> _課題文_:
============
同書はビジネススクールの教材にも使われるような専門的な内容が中心でした。日本で出版されたのは、ようやくIQに対してEQという言葉が定着したころで、AQはまだ一部の企業やビジネスマンに受け入れられ始めたばかり。それが、今や日々ストレスを感じる人のほうが圧倒的に多い状況になり、逆境を乗り切るためのAQの高さが社会全体で求められるようになっていると感じます。

――時代が「AQ」を求めるようになってきたわけですね。新刊ではAQを知り、高めるための第一歩として、ストレスにどれだけ耐えられるかという「ストレス・トレランス」に触れています。「小さなストレスをたくさん乗り越えることでそれが高められる」との指摘がありますが、具体的にはどういうことなのでしょう。

新刊書では具体的な事例や図版でAQを高めるコツを紹介
 実は、子どものころの体験がとても大切なんですよ。特に成長する段階の母親と子どもの関係は重要です。
AQについて直接調べたものではないのですが、アメリカで母親と子どもに積み木遊びをさせて行動を観察する実験がありました。積み木を自由に子どもに積ませ、それを見ている母親がどのようにかかわりを持つのかを調べたのです。子どもはめちゃくちゃな積み方をしますから、側で見ている大人には、「そこに積んだら積み木が崩れる」と予測が立ちます。そこで母親が「そこに置いちゃ崩れちゃうからダメよ」と先回りしてしまうと、子どもは一生懸命積んだ積み木が崩れるという失敗を経験しない。つまりAQは育ちません。一方、子どもが失敗しても辛抱強く見守っていると、そのうちに子どもは積み木が崩れた悔しさや積み上げられない敗北感を感じ、「作り直さなきゃ」と思う。そのとき初めて母親が「ここにこの積み木を置いたから崩れちゃったんだよ。もう一度やってみよう」とアドバイスする。そうすると、子どもの中にAQが育っていくのです。
============
(点ラベル付けデータセットの抜粋)
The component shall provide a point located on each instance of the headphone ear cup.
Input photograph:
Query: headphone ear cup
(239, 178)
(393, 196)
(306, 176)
============
> _課題の指示 1_:
上に示した記録の各行を、一字も変えずにそのまま引用しなさい。
> _課題の指示 2_:
AQについての課題文を、最後の文の後から続けて書きなさい。

> _解答 1_:
The component shall provide a point located on each instance of the headphone ear cup.
Input photograph:
Query: headphone ear cup
(239, 178)
(393, 196)
(306, 176)

> _解答 2_:
【かもめ編集部から】
 「転ばぬ先の杖」も、こと子育てに関しては過ぎたるは及ばざるごとし。振り返れば、私など、両親や学校の先生、ご近所のおじさんやおばさんから叱られるたびにめげて、受験や就職活動の失敗や失恋も幾度か。知らず知らずAQを高めに高めてきたということになるのでしょうか……。でも、逆境こそ力になる、ピンチはチャンスに変えられると思うと、勇気がわいてくるのは確かなこと。さて次回は具体的にAQを高める方法について、本の内容をほんの少し、教えてもらいます。

(構成:白田敦子)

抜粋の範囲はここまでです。